**Task objective:**
Show each line of the records in which the word "below" occurs.

**Given entries:**
════════

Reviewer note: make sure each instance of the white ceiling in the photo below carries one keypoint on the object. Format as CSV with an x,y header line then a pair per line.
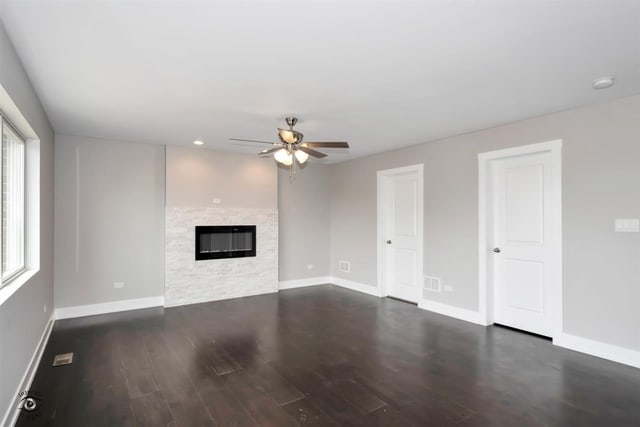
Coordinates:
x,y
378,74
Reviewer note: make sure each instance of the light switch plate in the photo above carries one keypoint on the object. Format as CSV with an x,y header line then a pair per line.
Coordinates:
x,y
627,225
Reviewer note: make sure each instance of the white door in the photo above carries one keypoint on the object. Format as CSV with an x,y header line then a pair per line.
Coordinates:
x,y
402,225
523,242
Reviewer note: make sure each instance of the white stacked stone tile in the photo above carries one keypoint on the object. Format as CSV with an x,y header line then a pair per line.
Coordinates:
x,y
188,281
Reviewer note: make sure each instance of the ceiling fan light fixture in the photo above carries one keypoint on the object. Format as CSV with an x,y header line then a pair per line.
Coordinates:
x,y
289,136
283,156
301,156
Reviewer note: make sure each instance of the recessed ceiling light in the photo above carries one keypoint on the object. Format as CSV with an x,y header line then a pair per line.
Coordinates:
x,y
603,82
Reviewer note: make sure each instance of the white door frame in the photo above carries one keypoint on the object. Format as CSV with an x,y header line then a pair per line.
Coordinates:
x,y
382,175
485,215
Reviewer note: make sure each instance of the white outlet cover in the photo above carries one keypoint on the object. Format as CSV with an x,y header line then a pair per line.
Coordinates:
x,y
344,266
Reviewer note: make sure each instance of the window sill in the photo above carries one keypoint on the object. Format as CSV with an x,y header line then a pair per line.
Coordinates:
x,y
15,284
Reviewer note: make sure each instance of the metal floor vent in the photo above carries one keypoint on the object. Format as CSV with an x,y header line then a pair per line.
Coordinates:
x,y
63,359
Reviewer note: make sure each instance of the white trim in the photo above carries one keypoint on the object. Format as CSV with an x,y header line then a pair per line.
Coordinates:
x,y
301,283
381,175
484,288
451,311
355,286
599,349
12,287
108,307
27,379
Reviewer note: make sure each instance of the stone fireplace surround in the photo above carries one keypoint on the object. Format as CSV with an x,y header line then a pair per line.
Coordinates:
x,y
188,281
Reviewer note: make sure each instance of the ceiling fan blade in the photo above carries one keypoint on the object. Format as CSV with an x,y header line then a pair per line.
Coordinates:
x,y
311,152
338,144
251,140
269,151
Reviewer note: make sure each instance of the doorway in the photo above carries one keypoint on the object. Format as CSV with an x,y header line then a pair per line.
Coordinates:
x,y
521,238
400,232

════════

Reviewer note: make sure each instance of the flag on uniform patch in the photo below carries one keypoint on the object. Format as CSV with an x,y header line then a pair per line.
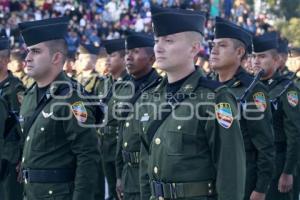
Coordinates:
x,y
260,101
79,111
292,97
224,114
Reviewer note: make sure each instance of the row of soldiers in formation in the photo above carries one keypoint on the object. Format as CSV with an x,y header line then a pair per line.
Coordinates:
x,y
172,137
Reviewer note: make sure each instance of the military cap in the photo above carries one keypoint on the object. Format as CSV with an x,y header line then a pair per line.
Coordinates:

════════

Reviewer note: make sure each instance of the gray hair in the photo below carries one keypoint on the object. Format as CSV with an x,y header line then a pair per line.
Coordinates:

════════

**Task response:**
Reviewer note: make sure each instance of the white ceiling in the photo below carries one keypoint on the object. Format as CSV with an x,y header line then a pair per line.
Reviewer note: make sure each instance of the flag on uniform patch in the photo below carries one keypoint on the object. Format as CSV with an x,y header line then a pair per line.
Reviewer note: make sure each instance of the gray hair in the photo below carries one keypoint on the object. Format as CSV with an x,y header line then a pair per line.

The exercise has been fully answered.